◆ **Requirement**: Switch "dot" to "marker" throughout these lines and change nothing else. Leave the pictures out of your answer.
** Begin Data section **
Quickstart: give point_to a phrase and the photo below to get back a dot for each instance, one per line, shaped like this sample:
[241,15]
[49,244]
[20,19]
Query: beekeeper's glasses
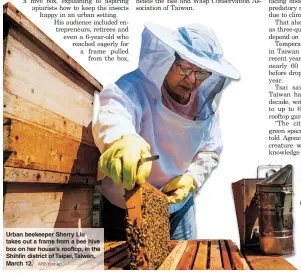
** End Data section **
◆ **Solution for this problem**:
Quickstart: give point_to a phrase and the photo below to get back a marker for each instance, one per line, shaped like this sample:
[241,15]
[49,244]
[20,19]
Query: beekeeper's glasses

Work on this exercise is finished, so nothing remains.